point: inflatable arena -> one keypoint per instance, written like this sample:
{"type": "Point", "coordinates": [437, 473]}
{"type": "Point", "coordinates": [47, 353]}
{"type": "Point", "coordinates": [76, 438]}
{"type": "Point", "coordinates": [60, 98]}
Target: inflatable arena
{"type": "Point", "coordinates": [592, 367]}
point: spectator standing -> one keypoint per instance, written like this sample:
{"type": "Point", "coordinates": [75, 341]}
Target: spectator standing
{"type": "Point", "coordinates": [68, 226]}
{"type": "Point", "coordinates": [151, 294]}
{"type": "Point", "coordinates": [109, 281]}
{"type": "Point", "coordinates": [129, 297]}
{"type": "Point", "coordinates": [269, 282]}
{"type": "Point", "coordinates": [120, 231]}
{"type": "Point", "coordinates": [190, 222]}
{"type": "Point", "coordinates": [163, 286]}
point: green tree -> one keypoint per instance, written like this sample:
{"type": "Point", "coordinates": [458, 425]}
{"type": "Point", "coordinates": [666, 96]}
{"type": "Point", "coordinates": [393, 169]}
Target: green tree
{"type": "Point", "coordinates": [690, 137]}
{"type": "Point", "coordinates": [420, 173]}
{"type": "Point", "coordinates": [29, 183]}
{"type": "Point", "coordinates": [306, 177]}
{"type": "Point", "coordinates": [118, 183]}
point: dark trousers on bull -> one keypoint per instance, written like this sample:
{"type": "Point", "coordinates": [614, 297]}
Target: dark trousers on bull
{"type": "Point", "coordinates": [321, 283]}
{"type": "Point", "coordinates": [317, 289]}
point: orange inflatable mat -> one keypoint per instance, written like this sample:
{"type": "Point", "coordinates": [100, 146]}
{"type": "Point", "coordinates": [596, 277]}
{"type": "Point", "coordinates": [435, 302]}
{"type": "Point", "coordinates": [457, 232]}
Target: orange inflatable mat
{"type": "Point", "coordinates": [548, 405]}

━━━

- [EXERCISE]:
Copy every entry above word for word, from the first line to the last.

- [REPLY TO THE TASK]:
point: inflatable arena -> one keypoint per instance, written like this sample:
{"type": "Point", "coordinates": [437, 473]}
{"type": "Point", "coordinates": [47, 353]}
{"type": "Point", "coordinates": [76, 438]}
{"type": "Point", "coordinates": [60, 98]}
Target: inflatable arena
{"type": "Point", "coordinates": [592, 367]}
point: spectator standing -> one keypoint per instance, written like this sample:
{"type": "Point", "coordinates": [75, 341]}
Target: spectator standing
{"type": "Point", "coordinates": [68, 226]}
{"type": "Point", "coordinates": [151, 294]}
{"type": "Point", "coordinates": [109, 281]}
{"type": "Point", "coordinates": [129, 297]}
{"type": "Point", "coordinates": [269, 282]}
{"type": "Point", "coordinates": [120, 231]}
{"type": "Point", "coordinates": [190, 222]}
{"type": "Point", "coordinates": [163, 286]}
point: green tree -> one keypoint per instance, written like this sample:
{"type": "Point", "coordinates": [458, 425]}
{"type": "Point", "coordinates": [666, 96]}
{"type": "Point", "coordinates": [393, 169]}
Target: green tree
{"type": "Point", "coordinates": [690, 137]}
{"type": "Point", "coordinates": [420, 173]}
{"type": "Point", "coordinates": [29, 183]}
{"type": "Point", "coordinates": [306, 177]}
{"type": "Point", "coordinates": [118, 183]}
point: dark trousers on bull -> one keypoint per instance, written like this sample:
{"type": "Point", "coordinates": [614, 297]}
Target: dark trousers on bull
{"type": "Point", "coordinates": [321, 283]}
{"type": "Point", "coordinates": [317, 289]}
point: orange inflatable mat -> one keypoint per instance, written like this sample:
{"type": "Point", "coordinates": [100, 146]}
{"type": "Point", "coordinates": [596, 277]}
{"type": "Point", "coordinates": [435, 302]}
{"type": "Point", "coordinates": [457, 232]}
Target: orange inflatable mat
{"type": "Point", "coordinates": [548, 405]}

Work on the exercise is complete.